AIM OF THE TASK
Every record below is to be reproduced exactly.
# # # # # # #
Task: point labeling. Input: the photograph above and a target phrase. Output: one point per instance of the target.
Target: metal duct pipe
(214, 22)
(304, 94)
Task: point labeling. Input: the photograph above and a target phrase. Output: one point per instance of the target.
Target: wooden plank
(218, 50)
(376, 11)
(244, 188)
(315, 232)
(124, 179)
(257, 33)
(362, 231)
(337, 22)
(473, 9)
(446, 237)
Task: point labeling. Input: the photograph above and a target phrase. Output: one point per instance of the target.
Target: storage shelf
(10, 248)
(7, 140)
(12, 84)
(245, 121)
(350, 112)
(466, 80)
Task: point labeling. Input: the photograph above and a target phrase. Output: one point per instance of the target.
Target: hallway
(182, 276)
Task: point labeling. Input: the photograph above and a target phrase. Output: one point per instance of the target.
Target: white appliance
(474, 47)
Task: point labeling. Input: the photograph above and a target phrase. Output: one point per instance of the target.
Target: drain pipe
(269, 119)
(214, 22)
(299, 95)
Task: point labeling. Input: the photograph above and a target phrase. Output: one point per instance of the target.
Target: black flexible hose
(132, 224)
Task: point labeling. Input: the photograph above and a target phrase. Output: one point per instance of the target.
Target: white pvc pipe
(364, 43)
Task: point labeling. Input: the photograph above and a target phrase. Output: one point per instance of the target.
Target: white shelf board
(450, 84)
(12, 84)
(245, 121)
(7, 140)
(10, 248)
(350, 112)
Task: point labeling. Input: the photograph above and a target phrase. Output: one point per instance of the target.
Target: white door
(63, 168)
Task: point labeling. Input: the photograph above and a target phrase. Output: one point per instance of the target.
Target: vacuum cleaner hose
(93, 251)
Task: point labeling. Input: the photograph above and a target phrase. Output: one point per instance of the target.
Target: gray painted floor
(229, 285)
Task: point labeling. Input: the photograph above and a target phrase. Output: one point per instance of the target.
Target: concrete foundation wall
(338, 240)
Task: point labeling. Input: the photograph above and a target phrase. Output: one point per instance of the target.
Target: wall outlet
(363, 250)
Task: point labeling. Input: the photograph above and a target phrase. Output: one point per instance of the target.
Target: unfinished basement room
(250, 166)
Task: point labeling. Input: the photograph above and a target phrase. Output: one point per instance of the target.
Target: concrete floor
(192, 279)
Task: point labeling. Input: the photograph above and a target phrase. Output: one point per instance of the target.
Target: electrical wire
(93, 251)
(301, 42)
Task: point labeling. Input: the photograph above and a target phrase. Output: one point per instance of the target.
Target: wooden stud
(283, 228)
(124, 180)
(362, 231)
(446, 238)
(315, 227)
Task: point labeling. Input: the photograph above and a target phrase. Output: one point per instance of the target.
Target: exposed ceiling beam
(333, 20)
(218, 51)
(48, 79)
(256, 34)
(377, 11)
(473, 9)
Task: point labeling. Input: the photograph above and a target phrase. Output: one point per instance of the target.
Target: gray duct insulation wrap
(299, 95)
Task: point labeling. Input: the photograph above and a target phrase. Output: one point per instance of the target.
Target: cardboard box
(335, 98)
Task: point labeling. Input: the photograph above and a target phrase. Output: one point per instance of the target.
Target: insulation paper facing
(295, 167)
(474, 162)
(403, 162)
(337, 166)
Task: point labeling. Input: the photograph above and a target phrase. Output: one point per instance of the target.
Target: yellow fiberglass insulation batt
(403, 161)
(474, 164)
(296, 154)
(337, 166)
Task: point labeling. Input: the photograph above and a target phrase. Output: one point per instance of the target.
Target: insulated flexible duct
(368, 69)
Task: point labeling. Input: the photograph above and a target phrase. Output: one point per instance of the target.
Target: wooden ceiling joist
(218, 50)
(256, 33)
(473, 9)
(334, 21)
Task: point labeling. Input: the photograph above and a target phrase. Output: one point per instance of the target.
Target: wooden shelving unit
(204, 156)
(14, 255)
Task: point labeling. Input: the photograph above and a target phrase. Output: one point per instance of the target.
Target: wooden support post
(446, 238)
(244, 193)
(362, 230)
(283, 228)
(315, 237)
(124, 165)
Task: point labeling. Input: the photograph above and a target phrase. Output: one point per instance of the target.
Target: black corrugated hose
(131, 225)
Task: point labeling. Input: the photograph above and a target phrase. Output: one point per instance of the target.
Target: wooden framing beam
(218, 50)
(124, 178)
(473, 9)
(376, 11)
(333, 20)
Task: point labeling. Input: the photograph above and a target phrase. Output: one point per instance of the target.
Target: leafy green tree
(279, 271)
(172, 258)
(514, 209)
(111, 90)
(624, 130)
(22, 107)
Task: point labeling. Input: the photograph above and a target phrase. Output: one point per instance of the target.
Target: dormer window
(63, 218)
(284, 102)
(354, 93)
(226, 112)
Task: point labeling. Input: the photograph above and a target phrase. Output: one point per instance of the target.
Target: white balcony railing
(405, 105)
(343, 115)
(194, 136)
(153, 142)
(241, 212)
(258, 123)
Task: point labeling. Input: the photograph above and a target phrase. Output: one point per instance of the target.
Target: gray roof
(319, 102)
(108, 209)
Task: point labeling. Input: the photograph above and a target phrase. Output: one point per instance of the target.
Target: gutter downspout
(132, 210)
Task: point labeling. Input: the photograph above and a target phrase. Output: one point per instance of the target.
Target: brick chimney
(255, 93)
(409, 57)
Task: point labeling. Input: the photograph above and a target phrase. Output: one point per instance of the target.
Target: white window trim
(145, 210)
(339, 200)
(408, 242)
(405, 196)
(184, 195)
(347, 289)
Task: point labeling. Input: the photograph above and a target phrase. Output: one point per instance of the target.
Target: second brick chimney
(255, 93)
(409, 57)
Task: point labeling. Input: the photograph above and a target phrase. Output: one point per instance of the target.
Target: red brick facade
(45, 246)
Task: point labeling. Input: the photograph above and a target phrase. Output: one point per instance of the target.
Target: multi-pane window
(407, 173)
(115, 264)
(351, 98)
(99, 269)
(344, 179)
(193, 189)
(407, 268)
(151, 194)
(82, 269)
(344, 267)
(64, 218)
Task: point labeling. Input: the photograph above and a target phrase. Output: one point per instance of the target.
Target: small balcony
# # # # # # #
WRITTEN ANSWER
Task: point labeling. Input: the photograph above and a target phrase. Output: one point per instance of the target.
Target: metal duct pipe
(214, 22)
(304, 94)
Task: point labeling. Input: the photograph above and a target phrase. Output: one point per instance of the target.
Target: wooden plank
(218, 50)
(376, 11)
(244, 188)
(315, 232)
(124, 179)
(257, 33)
(362, 231)
(337, 22)
(473, 9)
(446, 237)
Task: point labeling. Input: the photograph above and a target phrase. Output: one point per instance of the target.
Target: storage shelf
(10, 248)
(7, 140)
(12, 84)
(245, 121)
(350, 112)
(466, 80)
Task: point labeling. Input: the photograph above and a target phrase. Output: one point per instance of the target.
Target: hallway
(182, 276)
Task: point labeling. Input: the photograph above and a target phrase. Output: one point per instance of the target.
Target: white appliance
(474, 47)
Task: point labeling. Input: the photograph above and a target phrase. Output: one point per instance of the target.
Target: drain pipe
(269, 119)
(214, 22)
(299, 95)
Task: point labeling. Input: the photograph above and a target phrase. Output: one point per instance of the target.
Target: black flexible hose
(132, 224)
Task: point labeling. Input: the photograph above and a target phrase. Output: one point per instance of the target.
Target: white pvc pipe
(364, 43)
Task: point labeling. Input: the photograph above and a target phrase. Output: one point per instance of the target.
Target: white shelf board
(450, 84)
(12, 84)
(245, 121)
(7, 140)
(10, 248)
(350, 112)
Task: point labeling. Input: the photograph above and a target phrase. Output: one point per instance of the target.
Target: white door
(63, 168)
Task: point labeling. Input: the photograph above and a target phrase. Output: one point per instance of the target.
Target: vacuum cleaner hose
(93, 251)
Task: point labeling. Input: the photograph above and a target phrase. Output: one point per instance of the target.
Target: gray painted floor
(229, 285)
Task: point labeling. Input: the photograph above and a target phrase. Output: one point per instance of the target.
Target: concrete foundation wall
(338, 240)
Task: point labeling. Input: the photograph above and a target phrase. Output: one point per instance of the target.
Target: wall outlet
(363, 250)
Task: point labeling. Input: the photograph above and a target phrase. Output: one point per instance of the target.
Target: unfinished basement room
(250, 166)
Task: point labeling. Input: the photograph above and a target phrase. Output: one point per instance of the target.
Target: concrete floor
(192, 279)
Task: point labeling. Input: the photograph above and a target phrase. Output: one point per instance of the target.
Target: electrical wire
(93, 251)
(301, 42)
Task: point labeling. Input: the photograph above and a target phrase. Output: one point per instance of the target.
Target: wooden stud
(283, 228)
(124, 180)
(362, 231)
(446, 238)
(315, 227)
Task: point labeling. Input: the photograph above and a target phrase. Output: one point per instance of the target.
Target: exposed ceiling beam
(333, 20)
(218, 51)
(48, 79)
(256, 34)
(377, 11)
(473, 9)
Task: point labeling. Input: the photograph above and a target phrase. Output: one point per instance of the target.
Target: gray duct insulation wrap
(299, 95)
Task: point labeling. Input: the photograph above and a target phrase. Output: one point per instance of the target.
Target: cardboard box
(335, 98)
Task: point labeling. Input: the photograph above and a target phrase. Output: one point per instance of the target.
Target: insulation paper facing
(295, 167)
(474, 162)
(403, 162)
(337, 166)
Task: point labeling. Input: the photograph above and a target phrase. Output: one point per instance of the target.
Target: yellow fiberglass insulation batt
(403, 161)
(474, 164)
(296, 154)
(337, 166)
Task: point labeling. Input: the photograph above and a target phrase. Output: one point per instance of the target.
Target: insulated flexible duct
(368, 69)
Task: point labeling. Input: the photograph above and a target phrase. Output: one point per instance of the target.
Target: wooden ceiling joist
(218, 50)
(256, 33)
(473, 9)
(334, 21)
Task: point labeling. Input: the photograph above and a target phrase. Output: one point per instance of the target.
Target: wooden shelving unit
(204, 156)
(14, 255)
Task: point labeling. Input: the photograph above and a target phrase. Output: one point per instance of the target.
Target: wooden support post
(446, 238)
(244, 193)
(362, 230)
(283, 228)
(315, 237)
(124, 165)
Task: point labeling. Input: the photograph above and a target phrase. Output: one point per instance of the target.
Target: black corrugated hose
(131, 225)
Task: point labeling. Input: the photograph above and a target phrase. Output: one point per instance of the target.
Target: wooden framing beam
(218, 50)
(124, 178)
(473, 9)
(376, 11)
(333, 20)
Task: point labeling. Input: the photograph above and a target phrase. Output: one point per instance of the target.
Target: leafy green tree
(279, 271)
(172, 258)
(514, 209)
(111, 90)
(624, 130)
(22, 107)
Task: point labeling. Input: the photograph above and a target phrase. Output: one point per instance of the target.
Target: dormer window
(63, 218)
(284, 102)
(354, 93)
(226, 112)
Task: point labeling. Input: the photograph above and a target phrase. Output: one point per instance of the target.
Target: white balcony railing
(405, 105)
(343, 115)
(194, 136)
(153, 142)
(241, 212)
(258, 123)
Task: point labeling. Input: the photograph above and a target phrase. Output: one point per instance of the target.
Target: gray roof
(319, 102)
(108, 209)
Task: point labeling. Input: the photograph above and a target phrase. Output: one point per instance of the target.
Target: gutter downspout
(132, 210)
Task: point labeling. Input: the photograph above and a target phrase. Output: one point per instance of the target.
Target: brick chimney
(255, 93)
(409, 57)
Task: point labeling. Input: the photograph above and a target phrase. Output: one point per instance of the target.
Target: white window trim
(145, 210)
(339, 200)
(408, 242)
(405, 196)
(184, 195)
(347, 289)
Task: point labeling. Input: the photograph above and a target phrase. Output: one point per instance of the target.
Target: second brick chimney
(255, 93)
(409, 57)
Task: point labeling. Input: the photograph above and a target phrase. Output: one point per instance of the target.
Target: red brick facade
(45, 246)
Task: point labeling. Input: the photograph above and a target phrase. Output: one point per instance of the target.
Target: multi-pane window
(407, 173)
(115, 264)
(351, 98)
(99, 269)
(344, 179)
(193, 189)
(407, 268)
(151, 194)
(82, 269)
(344, 267)
(64, 218)
Task: point labeling. Input: the photograph above and a target phrase. Output: one point per instance of the target.
Target: small balcony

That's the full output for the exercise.